◆ TASK GOAL
Pull out each of the rows below that contains the word "Find", and copy them as they appear.

◆ DATA SHOWN

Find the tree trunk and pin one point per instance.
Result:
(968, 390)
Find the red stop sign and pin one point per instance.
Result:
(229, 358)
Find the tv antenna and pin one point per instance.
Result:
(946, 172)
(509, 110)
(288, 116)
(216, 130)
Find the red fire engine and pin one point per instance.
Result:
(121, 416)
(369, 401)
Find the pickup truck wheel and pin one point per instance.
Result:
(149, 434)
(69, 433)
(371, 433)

--

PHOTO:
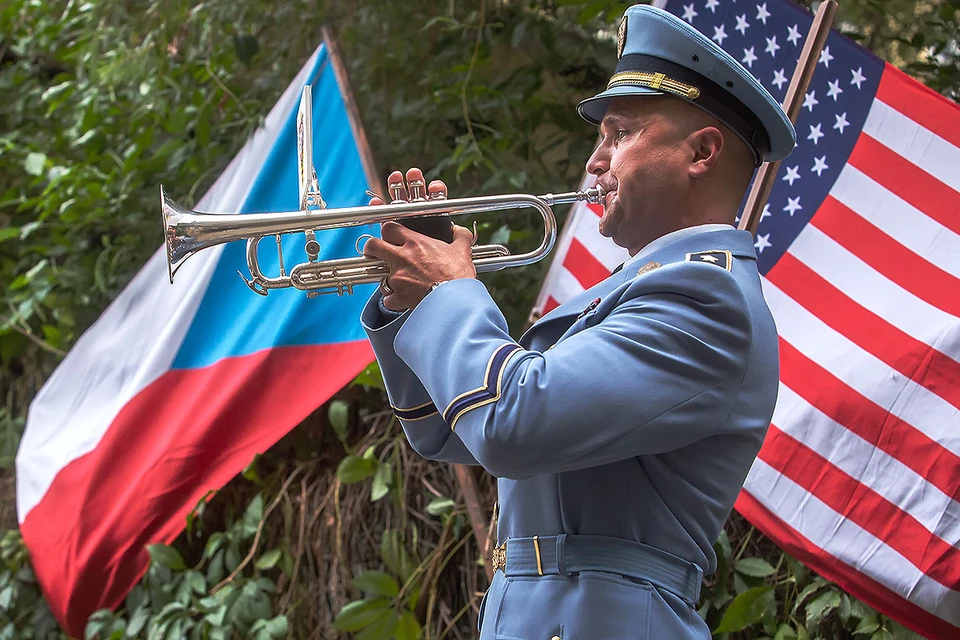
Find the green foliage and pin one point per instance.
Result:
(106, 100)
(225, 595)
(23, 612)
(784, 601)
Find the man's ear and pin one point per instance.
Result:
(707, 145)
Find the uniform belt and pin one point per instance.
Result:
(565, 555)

...

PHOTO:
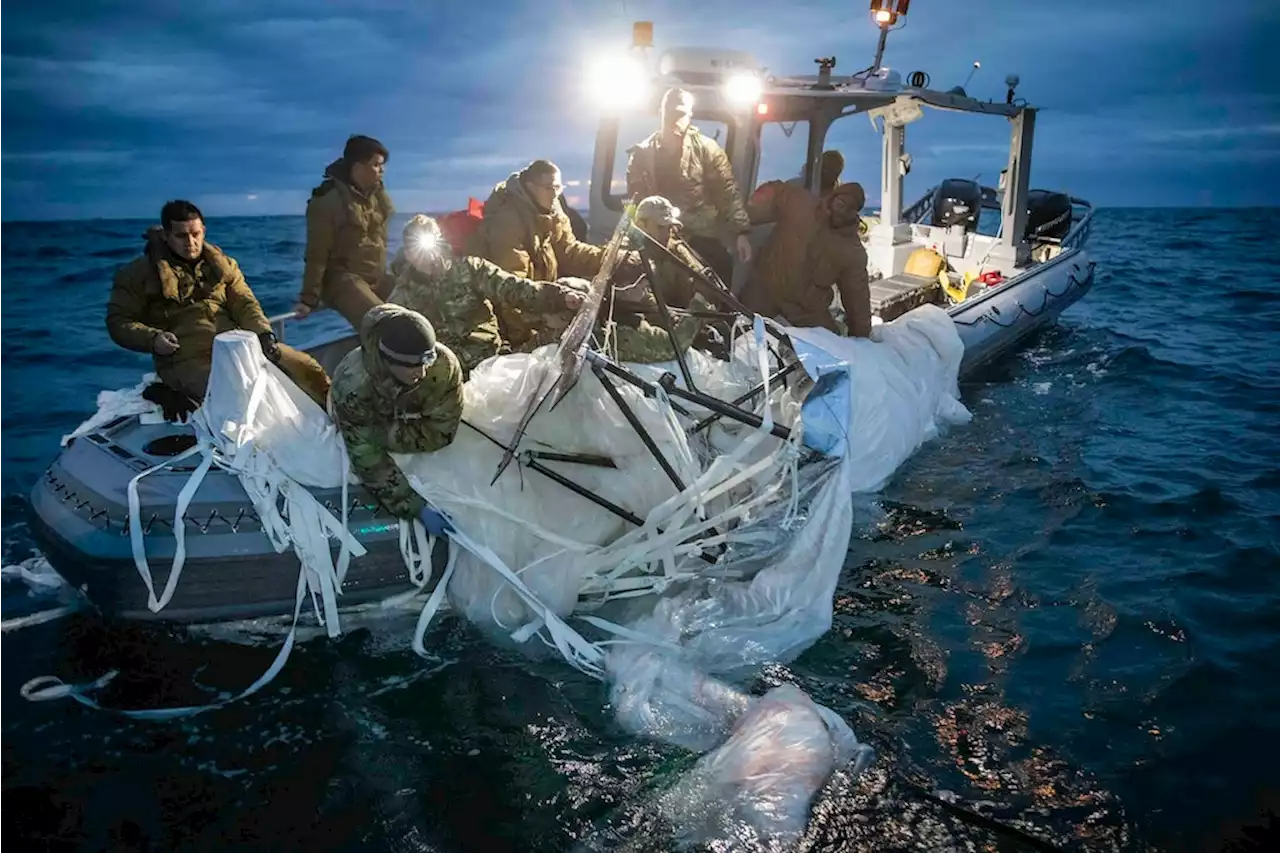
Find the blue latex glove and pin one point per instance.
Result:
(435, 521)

◆ SOLUTION TO THE PROBLEM
Find the tree trunk and pin one point per instance.
Find the red stop sign and pin one point per instance.
Find the tv antenna and pin one point per instance.
Find the red fire engine and pin one point per instance.
Find the pickup truck wheel and pin one point per instance.
Find the green foliage and pin one point per instance.
Find the man's ear and pin one point per instance.
Find the uniform belt and pin one point per instance.
Find the blue latex glove and pin one point per instance.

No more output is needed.